Questions on the material:
a) In the tribute below, at which hospital was the man being remembered admitted after his accident?
b) Continue the tribute below from its last sentence, keeping its voice of direct address to the man who died.

Selected text:
What you need to know:
- I may not have known you for very long, but I know I am not the only one who will live with the void that you have left.
- Everywhere you went and in the things you did, you touched everyone’s heart.
- You might be gone but I know you will still live in us through the work you did.
When you walked in with your dusty boots, majestically, and came to where we were seated with one of your musketeers, and in a way introduced yourself (I knew who you were but we had never met in person), I knew I had met a friend.
I remember the day very well because it was a few days after my birthday, when Olympia Owira abducted me and took me out for a late lunch which turned out to be a very good evening and one treasured.
You walked in with your best friend Blessing Lung'aho, a man you called your twin, and the three of you called yourselves the three musketeers because you were always causing trouble everywhere you went. I woke on Thursday looking forward to a great sunny day, but it turned dark soon after receiving the news of your demise.
The first thing that came to my mind was your wife, Jennifer Kimwati, who has been tirelessly by your side since the accident and your son, and how they were copping. I made a few phone calls and talked to a few people to know what was happening and it broke my heart to know that you were no longer with us.
After your accident in late September, 2018, I had been following your progress, through hospital visits to talking and comforting your family and friends. I remember how your face lit up when I visited you at Nairobi Hospital, where you were admitted. Though you could not move, your smile, which you wore everyday said it all.

Data shown:
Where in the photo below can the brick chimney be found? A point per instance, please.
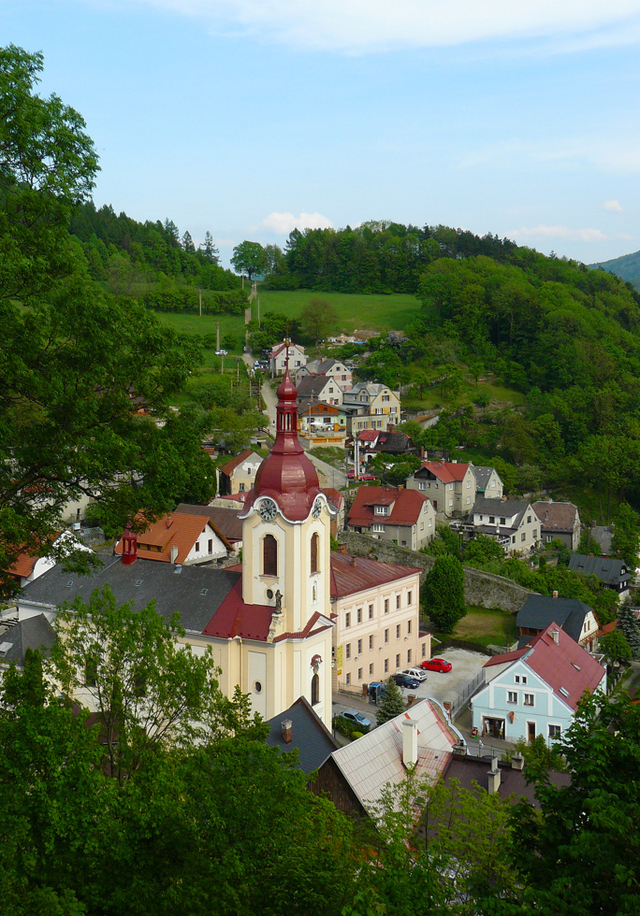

Answers given:
a) Nairobi Hospital.

b)
I remember talking to your wife before a fundraising that was organised by your friends to raise money for your hospital bill and later being harassed for talking to her and publishing her story. I would later come to learn that despite your condition, you put down your foot and told them to stop and stop they did.
I remember during the premier of “This Is Life”, I harassed you for not keeping your promise about our interview and you told me you will come through later. Little did I know that it would be the last time that were hanging out together. It was a good day.
I may not have known you for very long, but I know I am not the only one who will live with the void that you have left. Everywhere you went and in the things you did, you touched everyone’s heart. You might be gone but I know you will still live in us through the work you did. To your wife, son, mother, brother, friends and colleagues, hang in there because he is still smiling at us. Rest easy, Kone.